RECORDED INFORMATION

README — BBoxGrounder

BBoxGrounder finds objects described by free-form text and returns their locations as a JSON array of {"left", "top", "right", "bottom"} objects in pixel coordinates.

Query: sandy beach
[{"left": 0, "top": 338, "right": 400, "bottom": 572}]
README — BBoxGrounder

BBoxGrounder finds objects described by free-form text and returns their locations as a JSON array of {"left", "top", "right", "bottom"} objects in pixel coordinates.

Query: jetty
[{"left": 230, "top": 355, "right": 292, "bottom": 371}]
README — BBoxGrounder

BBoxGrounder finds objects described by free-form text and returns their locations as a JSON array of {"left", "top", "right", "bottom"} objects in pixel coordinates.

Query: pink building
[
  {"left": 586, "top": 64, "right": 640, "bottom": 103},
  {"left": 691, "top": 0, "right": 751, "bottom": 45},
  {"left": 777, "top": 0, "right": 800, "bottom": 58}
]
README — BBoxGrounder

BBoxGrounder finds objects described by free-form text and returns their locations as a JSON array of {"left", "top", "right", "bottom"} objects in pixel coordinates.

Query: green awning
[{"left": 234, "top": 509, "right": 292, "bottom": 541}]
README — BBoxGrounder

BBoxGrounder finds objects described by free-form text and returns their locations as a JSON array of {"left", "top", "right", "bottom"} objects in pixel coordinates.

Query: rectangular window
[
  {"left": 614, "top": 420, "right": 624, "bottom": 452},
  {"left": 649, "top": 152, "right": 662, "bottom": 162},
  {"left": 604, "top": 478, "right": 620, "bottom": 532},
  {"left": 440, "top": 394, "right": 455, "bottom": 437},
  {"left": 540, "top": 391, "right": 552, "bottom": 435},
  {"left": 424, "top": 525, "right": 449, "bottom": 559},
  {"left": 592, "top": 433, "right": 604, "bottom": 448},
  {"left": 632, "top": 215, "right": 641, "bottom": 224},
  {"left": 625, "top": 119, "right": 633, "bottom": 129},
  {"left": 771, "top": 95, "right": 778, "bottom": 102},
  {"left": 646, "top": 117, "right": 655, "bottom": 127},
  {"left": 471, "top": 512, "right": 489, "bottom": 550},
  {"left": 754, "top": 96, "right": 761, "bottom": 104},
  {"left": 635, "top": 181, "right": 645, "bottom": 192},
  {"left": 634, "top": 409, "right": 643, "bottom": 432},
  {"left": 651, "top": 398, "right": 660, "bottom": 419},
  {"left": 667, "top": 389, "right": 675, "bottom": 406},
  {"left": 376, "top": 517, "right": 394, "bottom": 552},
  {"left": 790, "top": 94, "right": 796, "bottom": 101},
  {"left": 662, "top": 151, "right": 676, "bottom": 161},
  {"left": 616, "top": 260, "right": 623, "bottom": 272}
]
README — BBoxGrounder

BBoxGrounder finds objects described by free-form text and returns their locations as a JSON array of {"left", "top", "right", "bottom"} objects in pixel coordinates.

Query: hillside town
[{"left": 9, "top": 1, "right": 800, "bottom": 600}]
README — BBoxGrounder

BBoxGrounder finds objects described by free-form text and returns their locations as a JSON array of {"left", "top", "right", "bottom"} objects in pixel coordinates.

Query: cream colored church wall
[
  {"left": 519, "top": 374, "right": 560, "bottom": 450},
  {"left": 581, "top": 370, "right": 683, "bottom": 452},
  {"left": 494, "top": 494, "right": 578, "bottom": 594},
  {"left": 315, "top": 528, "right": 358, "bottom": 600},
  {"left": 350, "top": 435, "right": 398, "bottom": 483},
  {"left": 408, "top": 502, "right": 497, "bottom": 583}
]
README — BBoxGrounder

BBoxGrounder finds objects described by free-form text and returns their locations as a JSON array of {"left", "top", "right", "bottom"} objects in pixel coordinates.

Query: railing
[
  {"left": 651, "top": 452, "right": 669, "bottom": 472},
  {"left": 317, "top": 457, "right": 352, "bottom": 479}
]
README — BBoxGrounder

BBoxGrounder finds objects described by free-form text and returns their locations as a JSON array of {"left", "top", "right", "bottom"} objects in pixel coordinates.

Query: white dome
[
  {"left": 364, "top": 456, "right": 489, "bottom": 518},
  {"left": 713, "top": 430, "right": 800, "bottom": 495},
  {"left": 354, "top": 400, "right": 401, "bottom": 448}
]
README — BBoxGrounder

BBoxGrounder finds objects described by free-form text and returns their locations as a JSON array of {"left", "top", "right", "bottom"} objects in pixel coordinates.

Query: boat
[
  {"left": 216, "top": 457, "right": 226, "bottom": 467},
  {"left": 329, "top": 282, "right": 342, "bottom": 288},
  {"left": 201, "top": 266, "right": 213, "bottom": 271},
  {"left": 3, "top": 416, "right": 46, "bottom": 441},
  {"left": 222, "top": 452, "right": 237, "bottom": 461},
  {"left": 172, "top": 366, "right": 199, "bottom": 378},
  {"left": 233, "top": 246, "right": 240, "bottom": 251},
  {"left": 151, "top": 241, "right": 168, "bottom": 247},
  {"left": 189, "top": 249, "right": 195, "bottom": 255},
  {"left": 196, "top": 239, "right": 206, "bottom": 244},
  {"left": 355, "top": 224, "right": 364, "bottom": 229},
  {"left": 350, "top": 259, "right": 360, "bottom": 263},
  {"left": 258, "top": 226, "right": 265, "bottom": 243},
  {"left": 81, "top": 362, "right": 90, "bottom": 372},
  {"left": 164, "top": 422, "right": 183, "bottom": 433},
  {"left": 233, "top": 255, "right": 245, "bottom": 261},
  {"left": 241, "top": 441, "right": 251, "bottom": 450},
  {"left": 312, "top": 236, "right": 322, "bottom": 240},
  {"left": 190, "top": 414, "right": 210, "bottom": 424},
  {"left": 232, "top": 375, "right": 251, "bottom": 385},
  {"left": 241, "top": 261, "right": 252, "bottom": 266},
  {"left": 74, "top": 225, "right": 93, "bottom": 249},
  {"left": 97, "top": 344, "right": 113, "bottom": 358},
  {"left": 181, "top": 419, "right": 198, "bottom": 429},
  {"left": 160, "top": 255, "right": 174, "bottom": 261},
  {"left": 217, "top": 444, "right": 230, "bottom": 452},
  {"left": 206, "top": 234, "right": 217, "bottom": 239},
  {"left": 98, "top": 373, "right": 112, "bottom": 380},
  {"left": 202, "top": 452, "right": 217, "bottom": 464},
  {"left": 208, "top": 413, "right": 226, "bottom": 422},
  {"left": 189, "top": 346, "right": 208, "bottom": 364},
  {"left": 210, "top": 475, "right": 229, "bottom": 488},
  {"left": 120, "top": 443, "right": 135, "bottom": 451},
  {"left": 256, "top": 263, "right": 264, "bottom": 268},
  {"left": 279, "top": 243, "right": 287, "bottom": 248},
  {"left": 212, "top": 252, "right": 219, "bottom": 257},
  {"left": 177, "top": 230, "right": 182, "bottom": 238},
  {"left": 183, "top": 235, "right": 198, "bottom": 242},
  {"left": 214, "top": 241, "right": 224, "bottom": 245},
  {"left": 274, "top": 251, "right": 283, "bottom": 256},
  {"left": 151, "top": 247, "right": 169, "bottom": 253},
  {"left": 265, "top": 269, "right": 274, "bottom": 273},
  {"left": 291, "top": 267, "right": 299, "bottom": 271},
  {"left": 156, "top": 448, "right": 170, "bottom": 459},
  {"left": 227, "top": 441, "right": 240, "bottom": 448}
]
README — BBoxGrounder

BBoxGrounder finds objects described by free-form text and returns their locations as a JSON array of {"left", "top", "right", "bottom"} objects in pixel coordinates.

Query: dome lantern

EXERCISE DESCRIPTION
Retype the entries word for word.

EXERCISE SOLUTION
README — BBoxGrounder

BBoxGrounder finds objects described by free-form text and returns their locations as a JSON array of {"left", "top", "right", "bottom"} objects in pixel coordinates.

Query: sandy beach
[{"left": 0, "top": 338, "right": 400, "bottom": 572}]
README — BBoxGrounder

BBoxGrounder finds objects described by free-form text and returns their locations as a JSON array of {"left", "top", "right", "bottom"} objects in pixel coordinates.

Query: jetty
[{"left": 230, "top": 355, "right": 292, "bottom": 371}]
README — BBoxGrounder

BBoxGrounder finds objects described by free-form text and returns their locations as a JSON array of {"left", "top", "right", "bottom"} objects in pixel coordinates.

Query: pink building
[
  {"left": 586, "top": 64, "right": 640, "bottom": 103},
  {"left": 691, "top": 0, "right": 751, "bottom": 45},
  {"left": 777, "top": 0, "right": 800, "bottom": 58}
]
README — BBoxGrounder

BBoxGrounder finds objects described by free-form text and returns their locations as a JSON array of {"left", "top", "right", "bottom"} objects in pixel coordinates.

Query: green awning
[{"left": 234, "top": 509, "right": 292, "bottom": 541}]
README — BBoxGrounder

BBoxGrounder finds objects described by free-form text and returns their locations as a JSON array of {"left", "top", "right", "bottom"} objects in pixel coordinates.

Query: rectangular window
[
  {"left": 614, "top": 420, "right": 624, "bottom": 452},
  {"left": 649, "top": 152, "right": 662, "bottom": 162},
  {"left": 604, "top": 478, "right": 620, "bottom": 532},
  {"left": 440, "top": 394, "right": 455, "bottom": 437},
  {"left": 540, "top": 391, "right": 552, "bottom": 435},
  {"left": 424, "top": 525, "right": 449, "bottom": 559},
  {"left": 592, "top": 433, "right": 604, "bottom": 448},
  {"left": 632, "top": 215, "right": 641, "bottom": 224},
  {"left": 625, "top": 119, "right": 633, "bottom": 129},
  {"left": 771, "top": 95, "right": 778, "bottom": 102},
  {"left": 646, "top": 117, "right": 655, "bottom": 127},
  {"left": 471, "top": 512, "right": 489, "bottom": 550},
  {"left": 754, "top": 96, "right": 761, "bottom": 104},
  {"left": 635, "top": 181, "right": 645, "bottom": 192},
  {"left": 634, "top": 409, "right": 643, "bottom": 432},
  {"left": 651, "top": 398, "right": 660, "bottom": 419},
  {"left": 667, "top": 389, "right": 675, "bottom": 406},
  {"left": 376, "top": 517, "right": 394, "bottom": 552},
  {"left": 790, "top": 94, "right": 796, "bottom": 101},
  {"left": 662, "top": 151, "right": 676, "bottom": 161},
  {"left": 616, "top": 260, "right": 623, "bottom": 272}
]
README — BBoxGrounder

BBoxGrounder finds objects described by free-form text and returns their locations as a JSON array of {"left", "top", "right", "bottom"} objects in pixel coordinates.

Query: hillside town
[{"left": 9, "top": 1, "right": 800, "bottom": 600}]
README — BBoxGrounder

BBoxGrounder finds objects described by free-form text and returns their locations as a JSON array of {"left", "top", "right", "bottom"} objects in pixel coordinates.

Query: cream colored church wall
[
  {"left": 519, "top": 374, "right": 560, "bottom": 450},
  {"left": 581, "top": 370, "right": 683, "bottom": 452},
  {"left": 494, "top": 494, "right": 578, "bottom": 594},
  {"left": 315, "top": 528, "right": 358, "bottom": 600},
  {"left": 350, "top": 435, "right": 398, "bottom": 483},
  {"left": 408, "top": 502, "right": 497, "bottom": 583}
]
README — BBoxGrounder

BBoxGrounder finds objects described by free-form text and returns their locations as a JSON array of {"left", "top", "right", "bottom"} objects in pixel coordinates.

Query: railing
[
  {"left": 651, "top": 452, "right": 669, "bottom": 472},
  {"left": 317, "top": 457, "right": 352, "bottom": 479}
]
README — BBoxGrounder

BBoxGrounder finds objects described by free-form text and returns their locations as a JSON array of {"left", "top", "right", "bottom"} objects in pixel coordinates.

Query: white dome
[
  {"left": 364, "top": 456, "right": 489, "bottom": 518},
  {"left": 713, "top": 430, "right": 800, "bottom": 495},
  {"left": 354, "top": 400, "right": 401, "bottom": 448}
]
README — BBoxGrounder

BBoxGrounder finds objects described by free-form text and returns their locations as a JSON array of {"left", "top", "right", "bottom"} objects in pixel coordinates.

Query: boat
[
  {"left": 216, "top": 457, "right": 226, "bottom": 467},
  {"left": 329, "top": 282, "right": 342, "bottom": 288},
  {"left": 201, "top": 266, "right": 213, "bottom": 271},
  {"left": 3, "top": 416, "right": 46, "bottom": 441},
  {"left": 222, "top": 452, "right": 237, "bottom": 461},
  {"left": 172, "top": 366, "right": 199, "bottom": 378},
  {"left": 233, "top": 246, "right": 240, "bottom": 251},
  {"left": 151, "top": 241, "right": 168, "bottom": 247},
  {"left": 189, "top": 249, "right": 195, "bottom": 255},
  {"left": 196, "top": 239, "right": 206, "bottom": 244},
  {"left": 355, "top": 224, "right": 364, "bottom": 229},
  {"left": 350, "top": 259, "right": 360, "bottom": 263},
  {"left": 258, "top": 226, "right": 265, "bottom": 243},
  {"left": 81, "top": 362, "right": 90, "bottom": 372},
  {"left": 164, "top": 422, "right": 183, "bottom": 433},
  {"left": 233, "top": 255, "right": 245, "bottom": 261},
  {"left": 241, "top": 441, "right": 251, "bottom": 450},
  {"left": 312, "top": 236, "right": 322, "bottom": 240},
  {"left": 190, "top": 414, "right": 210, "bottom": 424},
  {"left": 232, "top": 375, "right": 251, "bottom": 385},
  {"left": 241, "top": 261, "right": 252, "bottom": 266},
  {"left": 74, "top": 225, "right": 93, "bottom": 249},
  {"left": 97, "top": 344, "right": 113, "bottom": 358},
  {"left": 181, "top": 419, "right": 198, "bottom": 429},
  {"left": 160, "top": 255, "right": 174, "bottom": 261},
  {"left": 217, "top": 444, "right": 230, "bottom": 452},
  {"left": 206, "top": 234, "right": 217, "bottom": 239},
  {"left": 98, "top": 373, "right": 112, "bottom": 380},
  {"left": 202, "top": 452, "right": 217, "bottom": 464},
  {"left": 208, "top": 413, "right": 226, "bottom": 422},
  {"left": 189, "top": 346, "right": 208, "bottom": 364},
  {"left": 210, "top": 475, "right": 229, "bottom": 488},
  {"left": 120, "top": 443, "right": 135, "bottom": 451},
  {"left": 256, "top": 263, "right": 264, "bottom": 268},
  {"left": 279, "top": 243, "right": 287, "bottom": 248},
  {"left": 212, "top": 252, "right": 219, "bottom": 257},
  {"left": 177, "top": 230, "right": 182, "bottom": 238},
  {"left": 183, "top": 235, "right": 198, "bottom": 242},
  {"left": 214, "top": 241, "right": 224, "bottom": 245},
  {"left": 274, "top": 251, "right": 283, "bottom": 256},
  {"left": 151, "top": 247, "right": 169, "bottom": 253},
  {"left": 265, "top": 269, "right": 274, "bottom": 273},
  {"left": 291, "top": 267, "right": 299, "bottom": 271},
  {"left": 156, "top": 448, "right": 170, "bottom": 459},
  {"left": 227, "top": 441, "right": 240, "bottom": 448}
]
README — BBoxGrounder

BBoxGrounder finds objects described by free-form text and returns their locations as a JSON array of {"left", "top", "right", "bottom"} objects in pixel coordinates.

Query: dome lantern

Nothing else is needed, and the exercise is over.